What you will do: Rename "yellow stucco wall" to "cream plaster facade" throughout the records below, and reproduce the lines with nothing else altered.

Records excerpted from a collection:
•••

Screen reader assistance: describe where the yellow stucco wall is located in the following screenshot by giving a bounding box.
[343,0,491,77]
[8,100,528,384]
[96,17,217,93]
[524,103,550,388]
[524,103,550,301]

•••

Right answer:
Screen reader assistance: describe where the cream plaster facade is located in the following screenshot by giving a bounding box.
[343,0,491,77]
[8,100,528,384]
[96,17,217,93]
[524,103,550,388]
[524,103,550,301]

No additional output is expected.